Source text →

######

VectorStore supports powerful metadata filtering capabilities that let you narrow down vector searches based on their associated metadata.

Filter Types

  1. Simple Equality Filter

    # Find vectors where category is exactly "article"
    filter = {"category": "article"}
  2. Comparison Operators

    # Equal to
    filter = {"year": {"$eq": 2023}}
    
    # Not equal to
    filter = {"year": {"$ne": 2023}}
    
    # Greater than
    filter = {"year": {"$gt": 2020}}
    
    # Greater than or equal to
    filter = {"year": {"$gte": 2020}}
    
    # Less than
    filter = {"year": {"$lt": 2023}}
    
    # Less than or equal to
    filter = {"year": {"$lte": 2023}}
  3. Collection Operators

    # Value is in a specified array
    filter = {"category": {"$in": ["article", "blog", "news"]}}
    
    # Value is not in a specified array
    filter = {"category": {"$nin": ["video", "podcast"]}}
  4. Existence Checks

    # Field exists
    filter = {"author": {"$exists": True}}
    
    # Field does not exist
    filter = {"author": {"$exists": False}}
  5. Logical Operators

    # AND - all conditions must match
    filter = {
        "$and": [
            {"category": "article"},
            {"year": {"$gte": 2020}}
        ]
    }
    
    # OR - at least one condition must match
    filter = {
        "$or": [
            {"category": "article"},
            {"category": "blog"}
        ]
    }
  6. Combined Complex Filters

    # Articles or blogs from 2020 or later that have an author field
    filter = {
        "$and": [
            {
                "$or": [
                    {"category": "article"},
                    {"category": "blog"}
                ]
            },
            {"year": {"$gte": 2020}},
            {"author": {"$exists": True}}
        ]
    }

How Filtering Works

Metadata filters are translated into SQL expressions that filter results based on the JSON metadata stored with each vector. The filters are applied before distance calculation for SQL-level filtering, improving query efficiency.

######

Raw data →
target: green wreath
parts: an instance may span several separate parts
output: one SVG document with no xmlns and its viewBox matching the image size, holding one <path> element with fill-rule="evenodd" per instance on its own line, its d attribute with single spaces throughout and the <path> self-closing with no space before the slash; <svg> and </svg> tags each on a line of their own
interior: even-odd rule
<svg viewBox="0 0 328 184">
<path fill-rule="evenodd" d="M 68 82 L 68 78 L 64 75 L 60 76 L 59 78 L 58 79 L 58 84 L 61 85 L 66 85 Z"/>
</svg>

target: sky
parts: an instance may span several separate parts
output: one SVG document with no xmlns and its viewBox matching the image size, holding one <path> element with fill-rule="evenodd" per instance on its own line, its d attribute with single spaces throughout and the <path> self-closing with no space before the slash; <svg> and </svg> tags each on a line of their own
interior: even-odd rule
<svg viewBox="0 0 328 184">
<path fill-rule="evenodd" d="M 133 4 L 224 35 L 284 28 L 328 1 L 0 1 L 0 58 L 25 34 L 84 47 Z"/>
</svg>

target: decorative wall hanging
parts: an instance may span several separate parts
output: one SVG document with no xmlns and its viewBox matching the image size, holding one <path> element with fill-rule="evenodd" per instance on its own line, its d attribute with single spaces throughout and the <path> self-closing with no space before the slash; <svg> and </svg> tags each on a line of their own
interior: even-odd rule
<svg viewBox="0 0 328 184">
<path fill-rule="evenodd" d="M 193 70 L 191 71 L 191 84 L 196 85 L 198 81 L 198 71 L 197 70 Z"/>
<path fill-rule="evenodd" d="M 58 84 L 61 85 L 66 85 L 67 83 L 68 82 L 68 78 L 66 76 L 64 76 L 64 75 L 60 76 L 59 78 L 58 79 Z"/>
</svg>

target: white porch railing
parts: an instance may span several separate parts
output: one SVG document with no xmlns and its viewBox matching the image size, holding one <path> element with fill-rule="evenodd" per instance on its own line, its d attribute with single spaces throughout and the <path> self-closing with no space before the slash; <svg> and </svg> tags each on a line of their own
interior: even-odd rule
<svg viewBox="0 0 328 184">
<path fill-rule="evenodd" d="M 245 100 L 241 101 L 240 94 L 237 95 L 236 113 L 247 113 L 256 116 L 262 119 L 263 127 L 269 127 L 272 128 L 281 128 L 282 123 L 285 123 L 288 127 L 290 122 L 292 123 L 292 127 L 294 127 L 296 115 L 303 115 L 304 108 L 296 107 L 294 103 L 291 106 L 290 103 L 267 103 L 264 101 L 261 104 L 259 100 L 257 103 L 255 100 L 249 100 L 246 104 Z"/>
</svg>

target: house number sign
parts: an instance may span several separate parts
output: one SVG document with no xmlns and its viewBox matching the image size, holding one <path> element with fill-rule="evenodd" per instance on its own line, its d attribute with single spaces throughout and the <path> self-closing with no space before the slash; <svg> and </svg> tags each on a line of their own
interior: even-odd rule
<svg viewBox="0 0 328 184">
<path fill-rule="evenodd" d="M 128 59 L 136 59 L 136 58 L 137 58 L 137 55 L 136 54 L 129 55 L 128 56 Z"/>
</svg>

######

Exercise directions → Reproduce word for word the stretch of the filtering guide from "How Filtering Works" through "improving query efficiency.". The listing is separate material and has nothing to do with the filtering guide.

Worked answer →
How Filtering Works

Metadata filters are translated into SQL expressions that filter results based on the JSON metadata stored with each vector. The filters are applied before distance calculation for SQL-level filtering, improving query efficiency.